**** READING PASSAGE

Hallucinogenic 'Psilocybe' were known to the aboriginal Mexicans as
'teonanácatl' (literally "divine mushroom") and were reportedly served
at the coronation of Moctezuma II in 1502. After the Spanish conquest
of the Americas, the use of hallucinogenic plants and mushrooms, like
other pre-Christian traditions, was forcibly suppressed and driven
underground.
By the 20th century, hallucinogenic mushroom use was thought by
non-Native Americans to have disappeared entirely. However, in 1955,
Valentina Wasson and R. Gordon Wasson became the first Westerners to
actively participate in an indigenous mushroom ceremony. The Wassons
did much to publicize their discovery, even publishing an article on
their experiences in 'Life' in 1957. In 1956, Roger Heim identified
the hallucinogenic mushroom that the Wassons had brought back from
Mexico as 'Psilocybe' and in 1958, Albert Hofmann first reported
psilocin and psilocybin as the active compound in these mushrooms.

********

-- ASSIGNMENT --
Answer these questions using the text about hallucinogenic mushrooms.
1. In what year were the mushrooms reportedly served at the coronation of Moctezuma II?
2. In which publication did the Wassons publish an article on their experiences?
3. Who first reported psilocin and psilocybin as the active compound in these mushrooms?
The records have no connection to the text about hallucinogenic mushrooms.

**** SOURCE MATERIAL

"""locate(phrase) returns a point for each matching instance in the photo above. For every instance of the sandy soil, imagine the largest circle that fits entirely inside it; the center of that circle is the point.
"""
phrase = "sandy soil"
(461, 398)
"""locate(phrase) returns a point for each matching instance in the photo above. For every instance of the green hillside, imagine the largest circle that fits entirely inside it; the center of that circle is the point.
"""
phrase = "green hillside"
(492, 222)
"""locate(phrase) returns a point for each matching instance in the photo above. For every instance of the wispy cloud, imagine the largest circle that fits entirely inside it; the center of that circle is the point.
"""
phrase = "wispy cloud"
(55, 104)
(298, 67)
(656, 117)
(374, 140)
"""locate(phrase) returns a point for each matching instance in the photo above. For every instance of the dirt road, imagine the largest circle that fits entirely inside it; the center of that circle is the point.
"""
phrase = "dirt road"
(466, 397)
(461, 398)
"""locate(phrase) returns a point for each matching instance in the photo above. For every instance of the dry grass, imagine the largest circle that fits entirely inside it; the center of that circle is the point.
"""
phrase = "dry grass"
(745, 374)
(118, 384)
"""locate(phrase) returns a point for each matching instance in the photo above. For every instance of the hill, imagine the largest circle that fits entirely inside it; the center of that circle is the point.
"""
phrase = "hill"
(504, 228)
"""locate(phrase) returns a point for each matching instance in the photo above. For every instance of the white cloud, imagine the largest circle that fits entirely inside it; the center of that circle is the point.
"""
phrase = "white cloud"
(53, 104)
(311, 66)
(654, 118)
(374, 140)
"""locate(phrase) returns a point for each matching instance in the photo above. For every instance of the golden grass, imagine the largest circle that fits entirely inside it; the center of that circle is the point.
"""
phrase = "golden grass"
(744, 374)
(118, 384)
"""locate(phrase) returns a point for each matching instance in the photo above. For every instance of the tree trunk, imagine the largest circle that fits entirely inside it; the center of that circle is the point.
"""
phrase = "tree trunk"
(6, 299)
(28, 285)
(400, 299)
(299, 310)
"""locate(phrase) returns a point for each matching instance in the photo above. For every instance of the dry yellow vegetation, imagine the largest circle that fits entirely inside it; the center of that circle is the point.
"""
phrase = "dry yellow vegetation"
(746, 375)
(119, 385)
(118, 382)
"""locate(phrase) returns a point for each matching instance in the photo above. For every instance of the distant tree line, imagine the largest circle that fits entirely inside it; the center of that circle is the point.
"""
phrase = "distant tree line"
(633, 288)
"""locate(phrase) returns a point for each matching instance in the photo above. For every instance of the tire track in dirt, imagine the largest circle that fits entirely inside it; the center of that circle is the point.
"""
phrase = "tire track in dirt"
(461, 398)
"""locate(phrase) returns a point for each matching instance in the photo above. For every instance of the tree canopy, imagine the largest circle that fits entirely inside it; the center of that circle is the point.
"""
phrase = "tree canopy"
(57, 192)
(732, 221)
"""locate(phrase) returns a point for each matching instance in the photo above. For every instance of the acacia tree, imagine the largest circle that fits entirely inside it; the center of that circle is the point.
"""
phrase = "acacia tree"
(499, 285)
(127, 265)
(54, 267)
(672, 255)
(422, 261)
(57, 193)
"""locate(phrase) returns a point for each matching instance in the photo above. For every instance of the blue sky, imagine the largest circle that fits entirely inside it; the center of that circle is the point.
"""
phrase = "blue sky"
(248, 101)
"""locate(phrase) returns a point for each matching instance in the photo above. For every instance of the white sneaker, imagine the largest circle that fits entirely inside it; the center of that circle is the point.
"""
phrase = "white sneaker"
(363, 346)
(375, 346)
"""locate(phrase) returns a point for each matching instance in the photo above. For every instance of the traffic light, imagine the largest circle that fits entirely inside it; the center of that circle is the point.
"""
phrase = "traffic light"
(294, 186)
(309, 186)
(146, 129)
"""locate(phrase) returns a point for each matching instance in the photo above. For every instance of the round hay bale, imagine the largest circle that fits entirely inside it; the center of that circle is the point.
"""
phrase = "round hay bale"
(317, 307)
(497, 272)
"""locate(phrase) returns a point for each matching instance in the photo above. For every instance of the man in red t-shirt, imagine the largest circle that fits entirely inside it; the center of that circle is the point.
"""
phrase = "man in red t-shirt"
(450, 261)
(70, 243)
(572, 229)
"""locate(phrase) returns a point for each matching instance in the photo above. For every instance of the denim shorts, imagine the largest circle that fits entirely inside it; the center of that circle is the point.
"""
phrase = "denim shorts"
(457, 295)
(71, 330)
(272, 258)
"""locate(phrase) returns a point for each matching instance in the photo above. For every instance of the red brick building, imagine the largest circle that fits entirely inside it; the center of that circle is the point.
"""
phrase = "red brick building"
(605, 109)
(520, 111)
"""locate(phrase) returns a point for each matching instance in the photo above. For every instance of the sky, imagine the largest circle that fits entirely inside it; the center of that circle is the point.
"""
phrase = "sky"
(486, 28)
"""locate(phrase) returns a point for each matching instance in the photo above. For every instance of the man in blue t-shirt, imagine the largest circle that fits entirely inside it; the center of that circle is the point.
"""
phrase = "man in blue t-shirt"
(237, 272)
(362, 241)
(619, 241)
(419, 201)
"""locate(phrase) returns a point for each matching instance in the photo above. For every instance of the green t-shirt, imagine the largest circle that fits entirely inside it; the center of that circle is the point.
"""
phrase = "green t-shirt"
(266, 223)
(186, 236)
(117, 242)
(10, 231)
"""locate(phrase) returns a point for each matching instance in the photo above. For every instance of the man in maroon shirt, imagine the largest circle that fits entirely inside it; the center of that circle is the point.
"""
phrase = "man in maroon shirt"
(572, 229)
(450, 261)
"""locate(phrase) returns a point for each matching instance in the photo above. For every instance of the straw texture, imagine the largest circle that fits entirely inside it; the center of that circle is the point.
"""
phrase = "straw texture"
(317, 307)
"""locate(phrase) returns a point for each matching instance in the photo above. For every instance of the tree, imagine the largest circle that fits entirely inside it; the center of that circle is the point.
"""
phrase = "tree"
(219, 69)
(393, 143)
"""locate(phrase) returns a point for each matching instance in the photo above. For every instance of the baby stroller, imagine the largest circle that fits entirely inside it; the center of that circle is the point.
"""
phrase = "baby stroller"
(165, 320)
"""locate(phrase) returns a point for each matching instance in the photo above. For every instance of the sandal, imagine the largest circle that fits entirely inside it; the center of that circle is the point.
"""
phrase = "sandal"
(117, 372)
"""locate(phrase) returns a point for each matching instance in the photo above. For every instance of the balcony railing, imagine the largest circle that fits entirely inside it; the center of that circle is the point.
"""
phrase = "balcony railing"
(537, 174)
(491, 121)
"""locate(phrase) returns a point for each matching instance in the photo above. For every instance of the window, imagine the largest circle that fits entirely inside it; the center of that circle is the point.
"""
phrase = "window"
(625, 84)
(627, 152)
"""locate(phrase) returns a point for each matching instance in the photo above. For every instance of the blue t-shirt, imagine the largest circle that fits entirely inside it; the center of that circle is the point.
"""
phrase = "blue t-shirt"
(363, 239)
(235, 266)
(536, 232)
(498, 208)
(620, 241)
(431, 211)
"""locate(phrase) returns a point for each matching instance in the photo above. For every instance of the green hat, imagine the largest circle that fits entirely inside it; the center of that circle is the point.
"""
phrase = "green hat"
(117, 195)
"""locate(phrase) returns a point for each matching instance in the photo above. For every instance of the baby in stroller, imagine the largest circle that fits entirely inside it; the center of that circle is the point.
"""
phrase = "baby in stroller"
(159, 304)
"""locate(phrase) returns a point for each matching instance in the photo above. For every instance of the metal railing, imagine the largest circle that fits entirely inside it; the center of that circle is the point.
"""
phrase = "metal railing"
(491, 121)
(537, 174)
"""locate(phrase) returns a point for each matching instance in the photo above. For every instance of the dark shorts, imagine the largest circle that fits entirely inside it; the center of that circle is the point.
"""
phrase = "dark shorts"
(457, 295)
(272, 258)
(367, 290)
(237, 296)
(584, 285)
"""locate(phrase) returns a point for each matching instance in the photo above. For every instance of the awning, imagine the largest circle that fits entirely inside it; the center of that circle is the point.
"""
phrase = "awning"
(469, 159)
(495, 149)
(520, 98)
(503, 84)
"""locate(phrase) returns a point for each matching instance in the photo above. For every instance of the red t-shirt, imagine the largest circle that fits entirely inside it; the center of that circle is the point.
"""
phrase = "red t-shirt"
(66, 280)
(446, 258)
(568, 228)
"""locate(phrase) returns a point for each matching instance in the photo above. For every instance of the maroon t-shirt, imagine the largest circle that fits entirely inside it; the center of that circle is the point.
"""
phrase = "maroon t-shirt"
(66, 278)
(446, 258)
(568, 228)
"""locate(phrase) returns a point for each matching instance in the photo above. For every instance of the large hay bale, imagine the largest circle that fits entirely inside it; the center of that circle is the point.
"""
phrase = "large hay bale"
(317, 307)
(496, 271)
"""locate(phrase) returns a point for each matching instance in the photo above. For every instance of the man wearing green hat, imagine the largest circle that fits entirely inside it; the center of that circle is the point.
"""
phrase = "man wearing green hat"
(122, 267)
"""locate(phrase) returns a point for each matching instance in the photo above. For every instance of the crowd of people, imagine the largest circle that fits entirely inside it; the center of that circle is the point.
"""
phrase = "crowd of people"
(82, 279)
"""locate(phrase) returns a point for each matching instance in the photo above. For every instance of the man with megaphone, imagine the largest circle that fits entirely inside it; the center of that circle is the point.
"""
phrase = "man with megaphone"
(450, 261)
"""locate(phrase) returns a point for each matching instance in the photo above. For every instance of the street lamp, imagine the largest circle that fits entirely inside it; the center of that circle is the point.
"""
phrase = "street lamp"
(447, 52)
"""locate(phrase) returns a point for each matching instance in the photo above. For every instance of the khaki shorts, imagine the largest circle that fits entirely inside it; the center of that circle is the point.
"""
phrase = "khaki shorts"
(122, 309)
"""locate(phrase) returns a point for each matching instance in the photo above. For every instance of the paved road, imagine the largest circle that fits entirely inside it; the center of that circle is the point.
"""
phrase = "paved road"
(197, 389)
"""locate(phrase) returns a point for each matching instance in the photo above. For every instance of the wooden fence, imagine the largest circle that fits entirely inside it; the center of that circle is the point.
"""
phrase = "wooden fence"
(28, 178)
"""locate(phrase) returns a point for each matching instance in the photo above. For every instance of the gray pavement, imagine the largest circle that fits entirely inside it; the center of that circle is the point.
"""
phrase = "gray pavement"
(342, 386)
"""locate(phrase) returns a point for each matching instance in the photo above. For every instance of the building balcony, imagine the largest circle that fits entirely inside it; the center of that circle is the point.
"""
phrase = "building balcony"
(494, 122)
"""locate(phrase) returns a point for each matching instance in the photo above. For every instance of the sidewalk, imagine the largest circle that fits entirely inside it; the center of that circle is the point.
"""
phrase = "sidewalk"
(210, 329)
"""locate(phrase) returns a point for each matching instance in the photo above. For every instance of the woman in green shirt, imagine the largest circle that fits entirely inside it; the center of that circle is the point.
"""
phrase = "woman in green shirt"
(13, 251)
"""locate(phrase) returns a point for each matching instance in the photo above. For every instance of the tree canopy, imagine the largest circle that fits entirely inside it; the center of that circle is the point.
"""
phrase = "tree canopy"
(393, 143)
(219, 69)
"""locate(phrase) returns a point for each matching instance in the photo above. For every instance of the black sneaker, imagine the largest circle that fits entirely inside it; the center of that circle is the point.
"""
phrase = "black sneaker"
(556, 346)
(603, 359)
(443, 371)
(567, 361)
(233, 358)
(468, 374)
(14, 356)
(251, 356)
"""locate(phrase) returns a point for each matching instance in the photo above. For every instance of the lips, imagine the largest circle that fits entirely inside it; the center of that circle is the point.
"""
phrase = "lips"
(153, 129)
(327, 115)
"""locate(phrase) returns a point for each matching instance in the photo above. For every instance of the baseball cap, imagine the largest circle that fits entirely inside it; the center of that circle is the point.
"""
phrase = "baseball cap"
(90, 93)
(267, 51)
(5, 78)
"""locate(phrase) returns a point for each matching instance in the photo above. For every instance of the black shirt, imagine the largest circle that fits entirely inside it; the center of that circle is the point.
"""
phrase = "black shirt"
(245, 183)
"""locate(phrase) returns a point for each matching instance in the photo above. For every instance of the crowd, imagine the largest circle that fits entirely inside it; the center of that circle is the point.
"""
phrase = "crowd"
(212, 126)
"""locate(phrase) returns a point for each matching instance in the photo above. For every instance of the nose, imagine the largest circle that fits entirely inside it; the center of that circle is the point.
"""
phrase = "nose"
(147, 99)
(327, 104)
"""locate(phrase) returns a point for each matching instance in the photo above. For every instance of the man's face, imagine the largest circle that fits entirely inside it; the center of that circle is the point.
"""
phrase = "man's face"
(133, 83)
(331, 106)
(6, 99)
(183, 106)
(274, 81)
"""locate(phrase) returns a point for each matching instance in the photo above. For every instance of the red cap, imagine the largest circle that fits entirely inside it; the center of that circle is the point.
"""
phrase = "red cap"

********

-- RESULT BELOW --
1. 1502
2. 'Life'
3. Albert Hofmann